### Task brief
For every record here, output an exact copy.

### Data provided
* * * * * * *

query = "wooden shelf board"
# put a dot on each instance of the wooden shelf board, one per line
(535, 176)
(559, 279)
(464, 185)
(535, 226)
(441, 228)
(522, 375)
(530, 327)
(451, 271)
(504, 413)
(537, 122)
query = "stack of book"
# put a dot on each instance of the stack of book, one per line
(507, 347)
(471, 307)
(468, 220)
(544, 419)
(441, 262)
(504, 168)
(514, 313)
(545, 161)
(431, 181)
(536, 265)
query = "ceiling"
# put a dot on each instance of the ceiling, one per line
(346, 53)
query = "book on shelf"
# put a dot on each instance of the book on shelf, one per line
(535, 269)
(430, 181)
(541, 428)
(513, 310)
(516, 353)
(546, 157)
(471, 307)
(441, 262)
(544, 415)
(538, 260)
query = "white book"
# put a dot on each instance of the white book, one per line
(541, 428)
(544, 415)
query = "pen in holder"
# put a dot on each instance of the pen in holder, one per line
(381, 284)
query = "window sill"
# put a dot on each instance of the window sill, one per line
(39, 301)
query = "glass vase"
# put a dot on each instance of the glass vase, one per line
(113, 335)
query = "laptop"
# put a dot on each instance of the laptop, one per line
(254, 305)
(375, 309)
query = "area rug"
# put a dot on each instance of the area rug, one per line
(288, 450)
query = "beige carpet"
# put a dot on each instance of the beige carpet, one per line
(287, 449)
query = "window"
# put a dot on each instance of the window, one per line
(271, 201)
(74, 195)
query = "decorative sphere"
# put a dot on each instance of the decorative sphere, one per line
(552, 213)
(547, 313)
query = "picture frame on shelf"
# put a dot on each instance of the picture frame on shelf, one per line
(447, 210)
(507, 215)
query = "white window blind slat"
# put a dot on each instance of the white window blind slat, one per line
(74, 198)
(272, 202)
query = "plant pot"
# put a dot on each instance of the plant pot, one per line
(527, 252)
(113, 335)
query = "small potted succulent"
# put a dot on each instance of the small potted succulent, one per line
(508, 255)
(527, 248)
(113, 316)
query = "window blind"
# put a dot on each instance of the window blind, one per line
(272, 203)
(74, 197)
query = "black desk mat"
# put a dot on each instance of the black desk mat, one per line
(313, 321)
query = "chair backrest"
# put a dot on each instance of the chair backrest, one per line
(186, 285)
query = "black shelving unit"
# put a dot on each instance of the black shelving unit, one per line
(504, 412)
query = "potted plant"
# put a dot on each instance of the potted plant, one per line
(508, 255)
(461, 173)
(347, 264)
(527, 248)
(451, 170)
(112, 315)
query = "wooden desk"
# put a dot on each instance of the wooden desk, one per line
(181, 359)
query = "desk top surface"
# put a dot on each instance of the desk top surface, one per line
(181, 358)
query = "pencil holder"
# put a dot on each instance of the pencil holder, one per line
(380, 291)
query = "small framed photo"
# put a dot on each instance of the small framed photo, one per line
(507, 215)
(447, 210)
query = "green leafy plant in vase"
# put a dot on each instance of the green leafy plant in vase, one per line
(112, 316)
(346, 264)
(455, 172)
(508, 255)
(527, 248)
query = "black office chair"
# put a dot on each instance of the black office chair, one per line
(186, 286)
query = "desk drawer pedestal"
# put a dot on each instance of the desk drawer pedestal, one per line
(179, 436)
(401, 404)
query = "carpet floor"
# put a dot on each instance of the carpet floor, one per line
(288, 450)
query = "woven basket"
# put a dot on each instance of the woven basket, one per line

* * * * * * *

### Exercise result
query = "wooden shelf board"
# put a dot on each instance of the wooden shelf board, one per line
(535, 176)
(559, 279)
(464, 185)
(535, 226)
(441, 228)
(522, 375)
(530, 327)
(451, 271)
(504, 413)
(537, 122)
query = "stack of book"
# put a dot on each instance of the stack of book, one per line
(507, 347)
(471, 307)
(468, 220)
(544, 419)
(441, 262)
(504, 168)
(514, 313)
(545, 161)
(431, 181)
(536, 265)
query = "ceiling"
# put a dot on each instance of the ceiling, one per line
(346, 53)
query = "book on shelf"
# put a dot on each instance of the book on shelf, one per line
(535, 269)
(430, 181)
(541, 428)
(513, 310)
(516, 353)
(546, 157)
(471, 307)
(441, 262)
(544, 415)
(538, 260)
query = "white book"
# put a dot on each instance of the white book, one per line
(541, 428)
(544, 415)
query = "pen in holder"
# put a dot on each instance of the pen in holder, one per line
(381, 284)
query = "window sill"
# put a dot on each instance of the window sill, one per line
(39, 301)
query = "glass vase"
# put a dot on each instance of the glass vase, one per line
(113, 335)
query = "laptop"
# put a dot on each instance of the laptop, one per line
(254, 305)
(375, 309)
query = "area rug"
# put a dot on each instance of the area rug, one per line
(288, 450)
query = "beige carpet"
# put a dot on each instance of the beige carpet, one per line
(287, 449)
query = "window"
# put a dot on each instance of the window, one per line
(271, 201)
(74, 195)
query = "decorative sphere"
# put a dot on each instance of the decorative sphere, one per line
(552, 213)
(547, 313)
query = "picture frame on shelf"
# put a dot on each instance of the picture frame on shelf, one per line
(447, 210)
(507, 215)
query = "white window blind slat"
# put a dot on each instance of the white window blind slat, one per line
(74, 198)
(272, 202)
query = "plant pot"
# put a dot on each instance of the plant pot, one per line
(527, 252)
(113, 335)
query = "small potted succulent"
# put a dot on each instance of the small potted succulent, one per line
(508, 255)
(527, 248)
(113, 316)
query = "window blind"
# put a dot on each instance of the window blind, one per line
(272, 203)
(74, 197)
query = "black desk mat"
# put a dot on each instance of the black desk mat, one per line
(313, 321)
query = "chair backrest"
# put a dot on each instance of the chair backrest, one per line
(186, 285)
query = "black shelving unit"
# put a dot on each instance of the black shelving unit, one per line
(504, 412)
query = "potted plant"
# put a dot on each instance of the potted plant, one per line
(508, 255)
(461, 173)
(347, 264)
(527, 248)
(451, 170)
(112, 315)
query = "wooden desk"
# put a dot on each instance of the wooden desk, one per line
(181, 359)
query = "desk top surface"
# put a dot on each instance of the desk top surface, one per line
(181, 358)
query = "pencil holder"
# put a dot on each instance of the pencil holder, one per line
(380, 291)
query = "small framed photo"
# put a dot on each instance of the small framed photo, one per line
(507, 215)
(447, 210)
query = "green leafy plant in vase"
# put a dot on each instance of the green leafy plant in vase, one per line
(112, 316)
(346, 264)
(455, 172)
(508, 255)
(527, 248)
query = "black office chair"
# put a dot on each instance of the black office chair, one per line
(186, 286)
query = "desk drawer pedestal"
# put a dot on each instance of the desk drawer pedestal, one per line
(179, 436)
(401, 404)
query = "carpet floor"
# put a dot on each instance of the carpet floor, one per line
(288, 450)
query = "woven basket"
# put a dot on each instance of the woven basket, one per line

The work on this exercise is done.